◆ Raw records
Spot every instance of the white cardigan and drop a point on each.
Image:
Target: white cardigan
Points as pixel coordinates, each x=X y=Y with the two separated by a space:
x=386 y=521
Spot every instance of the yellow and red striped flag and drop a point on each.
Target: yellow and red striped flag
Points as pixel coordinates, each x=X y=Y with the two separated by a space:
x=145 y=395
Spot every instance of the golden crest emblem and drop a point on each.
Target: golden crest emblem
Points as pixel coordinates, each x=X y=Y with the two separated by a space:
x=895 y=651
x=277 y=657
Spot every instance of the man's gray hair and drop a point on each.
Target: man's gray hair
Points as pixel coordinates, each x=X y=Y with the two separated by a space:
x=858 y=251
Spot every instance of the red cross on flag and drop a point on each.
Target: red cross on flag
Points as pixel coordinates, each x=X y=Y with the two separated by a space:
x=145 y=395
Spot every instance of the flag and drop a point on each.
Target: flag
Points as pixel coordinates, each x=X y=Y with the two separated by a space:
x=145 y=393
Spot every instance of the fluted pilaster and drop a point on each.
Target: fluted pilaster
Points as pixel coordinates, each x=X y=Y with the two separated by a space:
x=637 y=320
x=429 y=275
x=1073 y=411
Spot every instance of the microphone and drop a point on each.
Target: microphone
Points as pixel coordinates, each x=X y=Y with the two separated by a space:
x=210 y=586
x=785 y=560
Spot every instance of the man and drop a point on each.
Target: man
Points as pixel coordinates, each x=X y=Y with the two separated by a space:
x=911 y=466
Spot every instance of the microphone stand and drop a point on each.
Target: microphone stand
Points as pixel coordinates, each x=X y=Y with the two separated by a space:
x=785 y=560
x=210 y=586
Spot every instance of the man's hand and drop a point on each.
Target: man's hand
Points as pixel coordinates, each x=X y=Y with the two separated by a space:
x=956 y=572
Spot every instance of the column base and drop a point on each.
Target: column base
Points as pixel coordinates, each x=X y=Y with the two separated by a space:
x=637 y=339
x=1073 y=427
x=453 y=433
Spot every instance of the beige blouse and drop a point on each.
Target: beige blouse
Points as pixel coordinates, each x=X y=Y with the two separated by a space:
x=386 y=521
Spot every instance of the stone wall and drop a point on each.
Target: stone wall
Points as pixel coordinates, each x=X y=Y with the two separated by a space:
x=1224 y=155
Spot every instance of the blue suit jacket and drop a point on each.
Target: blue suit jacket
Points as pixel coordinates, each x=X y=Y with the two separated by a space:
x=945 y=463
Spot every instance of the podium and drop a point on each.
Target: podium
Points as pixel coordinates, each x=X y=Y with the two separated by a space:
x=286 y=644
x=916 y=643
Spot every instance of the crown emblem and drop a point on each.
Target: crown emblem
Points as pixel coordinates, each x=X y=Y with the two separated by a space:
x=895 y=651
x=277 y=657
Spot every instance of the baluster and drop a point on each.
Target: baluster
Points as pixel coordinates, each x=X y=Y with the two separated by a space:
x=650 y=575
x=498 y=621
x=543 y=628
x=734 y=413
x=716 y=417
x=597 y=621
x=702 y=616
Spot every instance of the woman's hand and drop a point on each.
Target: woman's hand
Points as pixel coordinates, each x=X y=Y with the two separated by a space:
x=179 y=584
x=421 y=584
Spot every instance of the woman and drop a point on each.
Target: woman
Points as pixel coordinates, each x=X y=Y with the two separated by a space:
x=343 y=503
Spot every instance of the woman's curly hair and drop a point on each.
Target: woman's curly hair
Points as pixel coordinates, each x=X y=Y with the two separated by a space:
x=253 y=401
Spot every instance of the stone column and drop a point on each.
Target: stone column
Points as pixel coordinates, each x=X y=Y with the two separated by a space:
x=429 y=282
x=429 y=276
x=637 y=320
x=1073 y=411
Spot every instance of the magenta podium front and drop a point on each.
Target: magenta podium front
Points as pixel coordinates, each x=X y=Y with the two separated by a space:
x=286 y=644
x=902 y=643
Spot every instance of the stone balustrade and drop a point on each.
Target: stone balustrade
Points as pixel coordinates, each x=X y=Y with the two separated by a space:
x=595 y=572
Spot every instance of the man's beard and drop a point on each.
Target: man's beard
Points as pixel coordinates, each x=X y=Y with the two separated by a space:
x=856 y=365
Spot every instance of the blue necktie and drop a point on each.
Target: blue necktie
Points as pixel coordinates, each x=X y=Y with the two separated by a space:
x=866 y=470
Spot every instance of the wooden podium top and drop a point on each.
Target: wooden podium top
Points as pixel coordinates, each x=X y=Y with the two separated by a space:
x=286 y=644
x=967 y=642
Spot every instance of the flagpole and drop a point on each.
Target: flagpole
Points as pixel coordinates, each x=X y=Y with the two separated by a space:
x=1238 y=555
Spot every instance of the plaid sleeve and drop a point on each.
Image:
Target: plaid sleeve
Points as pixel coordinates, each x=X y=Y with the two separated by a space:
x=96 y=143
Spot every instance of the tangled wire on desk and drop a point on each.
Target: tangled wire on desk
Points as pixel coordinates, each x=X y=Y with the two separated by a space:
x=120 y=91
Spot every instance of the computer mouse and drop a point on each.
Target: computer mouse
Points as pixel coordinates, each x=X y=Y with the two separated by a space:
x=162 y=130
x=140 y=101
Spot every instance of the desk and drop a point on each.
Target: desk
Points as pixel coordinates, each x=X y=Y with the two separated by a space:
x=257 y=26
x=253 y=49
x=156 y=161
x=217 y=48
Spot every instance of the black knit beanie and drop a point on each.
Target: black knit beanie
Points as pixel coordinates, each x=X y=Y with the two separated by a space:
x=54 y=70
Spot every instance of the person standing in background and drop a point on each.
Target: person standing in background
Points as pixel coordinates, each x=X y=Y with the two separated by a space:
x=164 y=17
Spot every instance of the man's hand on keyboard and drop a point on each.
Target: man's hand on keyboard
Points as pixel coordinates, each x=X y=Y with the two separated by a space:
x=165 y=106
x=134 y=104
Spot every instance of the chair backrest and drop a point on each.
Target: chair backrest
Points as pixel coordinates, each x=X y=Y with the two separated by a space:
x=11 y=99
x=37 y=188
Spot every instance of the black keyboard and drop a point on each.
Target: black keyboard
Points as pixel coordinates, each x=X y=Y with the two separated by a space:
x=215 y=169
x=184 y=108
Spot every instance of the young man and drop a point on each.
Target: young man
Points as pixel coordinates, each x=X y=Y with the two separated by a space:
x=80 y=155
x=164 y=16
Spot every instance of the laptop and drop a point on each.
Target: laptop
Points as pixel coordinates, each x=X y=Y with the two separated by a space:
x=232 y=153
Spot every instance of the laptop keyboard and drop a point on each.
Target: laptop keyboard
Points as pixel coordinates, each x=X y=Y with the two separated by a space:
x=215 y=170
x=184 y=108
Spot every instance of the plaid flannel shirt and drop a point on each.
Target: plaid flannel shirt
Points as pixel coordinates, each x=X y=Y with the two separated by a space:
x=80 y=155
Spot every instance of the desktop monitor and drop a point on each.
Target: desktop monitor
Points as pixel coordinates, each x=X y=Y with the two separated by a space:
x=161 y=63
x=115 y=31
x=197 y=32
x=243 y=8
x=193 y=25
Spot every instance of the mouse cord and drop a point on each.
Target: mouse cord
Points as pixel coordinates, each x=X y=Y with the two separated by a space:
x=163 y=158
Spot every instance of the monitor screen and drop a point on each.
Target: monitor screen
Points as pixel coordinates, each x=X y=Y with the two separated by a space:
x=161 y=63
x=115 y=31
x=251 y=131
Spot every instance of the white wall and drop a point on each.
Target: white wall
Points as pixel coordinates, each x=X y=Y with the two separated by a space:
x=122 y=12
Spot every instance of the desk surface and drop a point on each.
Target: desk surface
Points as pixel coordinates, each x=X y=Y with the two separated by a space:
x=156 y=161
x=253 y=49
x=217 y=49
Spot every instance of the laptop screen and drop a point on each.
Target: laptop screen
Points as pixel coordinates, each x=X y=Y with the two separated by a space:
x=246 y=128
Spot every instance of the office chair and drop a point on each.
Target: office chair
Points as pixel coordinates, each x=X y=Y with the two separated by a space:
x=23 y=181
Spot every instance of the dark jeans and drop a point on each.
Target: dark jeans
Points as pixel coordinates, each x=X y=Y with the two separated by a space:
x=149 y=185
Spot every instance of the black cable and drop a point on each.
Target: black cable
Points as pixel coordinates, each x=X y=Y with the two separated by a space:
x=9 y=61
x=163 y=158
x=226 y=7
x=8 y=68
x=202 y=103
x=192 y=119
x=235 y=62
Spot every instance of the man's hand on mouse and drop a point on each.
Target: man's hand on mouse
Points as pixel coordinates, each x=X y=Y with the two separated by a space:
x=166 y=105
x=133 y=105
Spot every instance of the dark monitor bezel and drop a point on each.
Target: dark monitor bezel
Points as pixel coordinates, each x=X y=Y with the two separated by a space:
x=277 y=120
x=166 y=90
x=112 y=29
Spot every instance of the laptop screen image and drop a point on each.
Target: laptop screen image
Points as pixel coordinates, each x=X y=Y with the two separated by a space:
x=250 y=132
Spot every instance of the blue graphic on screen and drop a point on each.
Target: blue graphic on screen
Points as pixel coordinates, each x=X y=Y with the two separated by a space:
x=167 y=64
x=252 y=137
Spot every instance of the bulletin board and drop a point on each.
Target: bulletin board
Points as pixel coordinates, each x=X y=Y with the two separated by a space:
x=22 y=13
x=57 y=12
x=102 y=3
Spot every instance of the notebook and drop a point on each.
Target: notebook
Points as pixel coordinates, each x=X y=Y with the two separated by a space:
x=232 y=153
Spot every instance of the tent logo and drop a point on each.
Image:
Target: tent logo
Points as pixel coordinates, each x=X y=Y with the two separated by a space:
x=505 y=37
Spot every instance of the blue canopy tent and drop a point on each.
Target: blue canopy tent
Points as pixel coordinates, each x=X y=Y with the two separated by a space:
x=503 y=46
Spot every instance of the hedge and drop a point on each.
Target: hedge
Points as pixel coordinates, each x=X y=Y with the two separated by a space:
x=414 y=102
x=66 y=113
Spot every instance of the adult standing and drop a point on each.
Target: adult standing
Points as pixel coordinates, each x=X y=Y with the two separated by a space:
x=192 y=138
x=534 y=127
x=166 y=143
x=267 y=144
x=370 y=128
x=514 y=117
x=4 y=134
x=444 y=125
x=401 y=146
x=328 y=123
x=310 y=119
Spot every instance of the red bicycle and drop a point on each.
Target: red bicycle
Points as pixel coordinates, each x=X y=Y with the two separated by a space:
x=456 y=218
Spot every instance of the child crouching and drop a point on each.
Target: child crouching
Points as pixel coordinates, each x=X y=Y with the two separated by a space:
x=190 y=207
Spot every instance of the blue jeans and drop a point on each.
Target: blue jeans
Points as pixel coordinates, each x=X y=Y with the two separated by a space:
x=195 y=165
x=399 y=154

◆ What the exercise asks
Set down, exactly and in full, the lines from the one containing "Spot every instance of the hedge" through the end of the entries; no other line belongs.

◆ Solution to this exercise
Spot every instance of the hedge and drop a point on each.
Target: hedge
Points as pixel coordinates, each x=X y=Y with the two separated by a space:
x=414 y=102
x=66 y=113
Spot every instance of the adult standing and drop a point on each.
Target: adult standing
Points as pixel coordinates, each x=X y=Y with the two separated by a space:
x=192 y=138
x=534 y=127
x=166 y=143
x=267 y=144
x=370 y=128
x=514 y=117
x=4 y=134
x=444 y=125
x=401 y=146
x=328 y=123
x=310 y=119
Spot every instance of the red bicycle and drop a point on each.
Target: red bicycle
Points as pixel coordinates, each x=X y=Y with the two separated by a space:
x=456 y=218
Spot every instance of the child crouching and drop a point on each.
Target: child crouching
Points as pixel coordinates, each x=X y=Y with the two separated by a space:
x=190 y=207
Spot every instance of the blue jeans and drop a point on each.
Target: blue jeans
Points as pixel coordinates, each x=X y=Y with the two separated by a space:
x=195 y=165
x=399 y=154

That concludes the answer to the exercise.